Supplied passage:
Google, the nearly $13.5 billion search engine major, is believed to be a fortnight away from the worldwide launch of its much-awaited Google Phone (Gphone) and has started talks with service providers in India for an exclusive launch on one of their networks.

Talks are believed to be taking place with Bharti Airtel and Vodafone Essar, respectively India’s first and third largest mobile telephony operators, and state-owned Bharat Sanchar Nigam.

Sources close to the development said a simultaneous launch across the US and Europe is expected, and announcements would be sent to media firms in India and other parts of the world. US regulatory approval, which is expected soon, is the only hurdle that Google is waiting to cross, they added. Google plans to invest $7-8 billion for its global telephony foray.

In India, it is also believed to be in talks with Indian providers to offer data and content and platforms including Instant Messaging (IM) and Search functions. However, these could not be confirmed.

Records supplied:
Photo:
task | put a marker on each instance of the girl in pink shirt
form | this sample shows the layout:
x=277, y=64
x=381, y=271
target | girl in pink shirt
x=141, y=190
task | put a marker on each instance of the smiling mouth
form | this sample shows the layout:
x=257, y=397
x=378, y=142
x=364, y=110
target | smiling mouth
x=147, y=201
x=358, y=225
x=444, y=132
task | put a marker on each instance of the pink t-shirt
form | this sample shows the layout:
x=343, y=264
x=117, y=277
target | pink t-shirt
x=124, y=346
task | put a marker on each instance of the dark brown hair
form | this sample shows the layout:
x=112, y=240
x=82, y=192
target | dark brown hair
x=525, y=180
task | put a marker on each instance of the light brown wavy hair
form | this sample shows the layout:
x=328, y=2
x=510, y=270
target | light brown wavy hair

* * *

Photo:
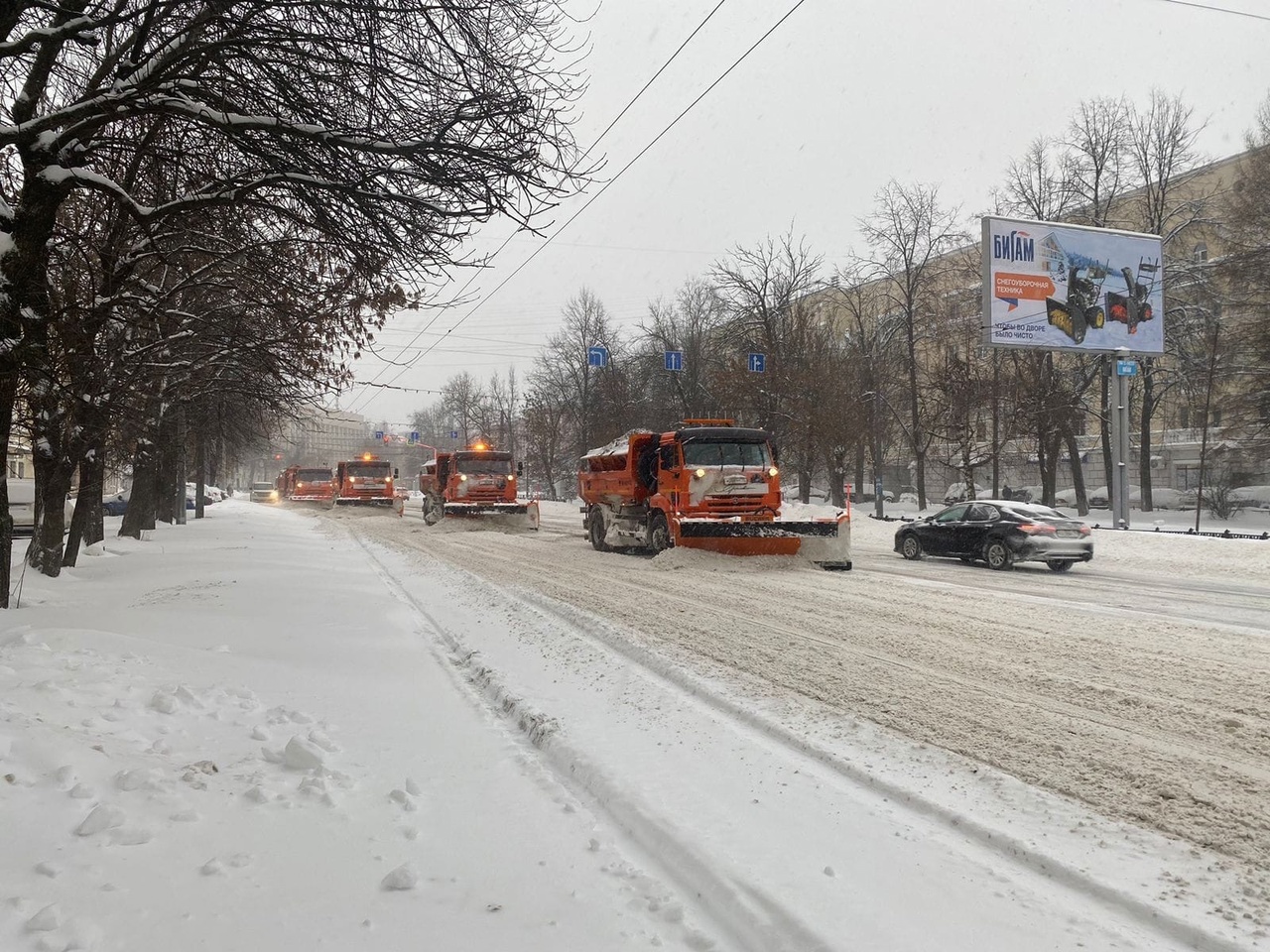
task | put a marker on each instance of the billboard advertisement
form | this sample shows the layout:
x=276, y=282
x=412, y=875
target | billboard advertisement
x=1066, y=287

* * *

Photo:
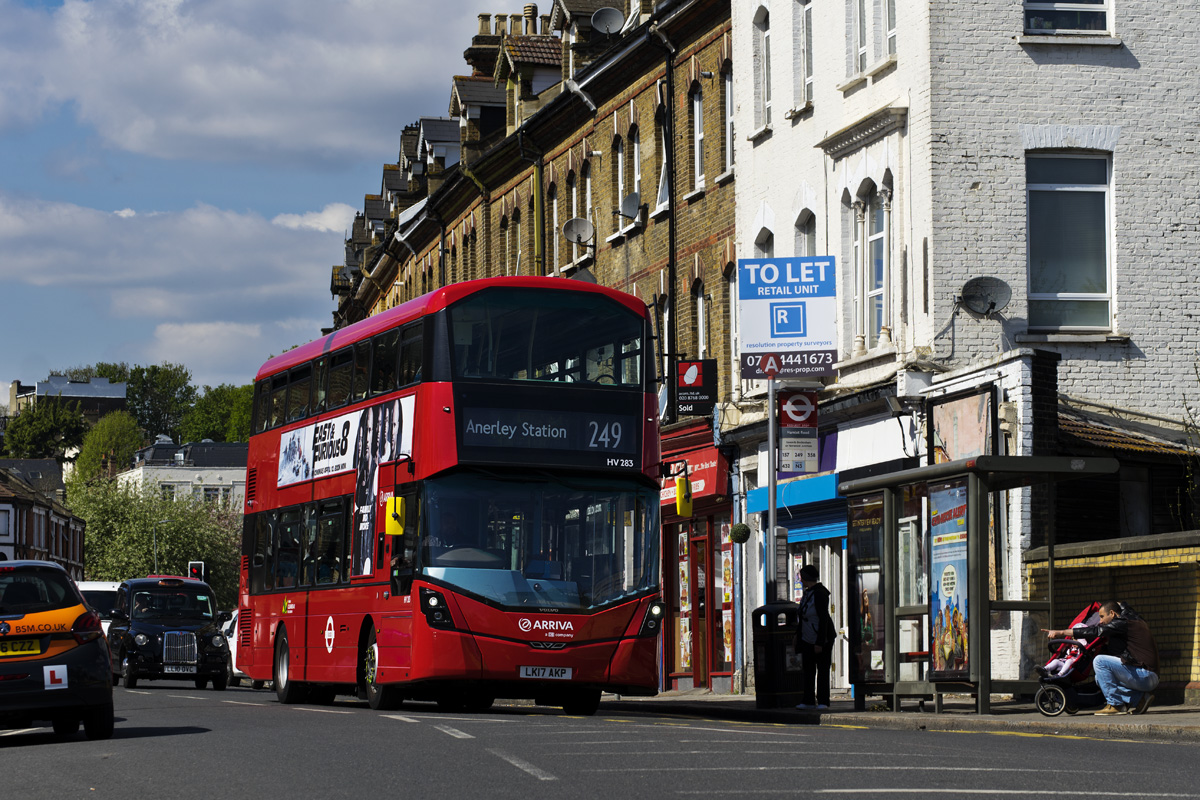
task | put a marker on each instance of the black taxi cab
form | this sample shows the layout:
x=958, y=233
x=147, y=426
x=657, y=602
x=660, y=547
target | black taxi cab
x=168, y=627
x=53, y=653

To do:
1/ Decide whether each statement agrees with the Google Phone passage. Answer yes or no and quote the deciding words.
(a) Vodafone Essar is described as India's second largest mobile telephony operator.
(b) Google plans to invest $7-8 billion in its global telephony venture.
(c) The talks about offering Instant Messaging and Search in India have been confirmed.
2/ Name every Indian service provider that the Google Phone passage says Google is believed to be in talks with.
3/ Answer from the Google Phone passage.
(a) How far away is the worldwide launch of the Google Phone believed to be?
(b) What is the only hurdle Google is waiting to cross?
(c) Across which regions is a simultaneous launch expected?

Correct answers:
1/
(a) No: "Bharti Airtel and Vodafone Essar, respectively India’s first and third largest mobile telephony operators"
(b) Yes: "Google plans to invest $7-8 billion for its global telephony foray."
(c) No: "However, these could not be confirmed."

2/ Bharti Airtel, Vodafone Essar, Bharat Sanchar Nigam

3/
(a) A fortnight
(b) US regulatory approval
(c) The US and Europe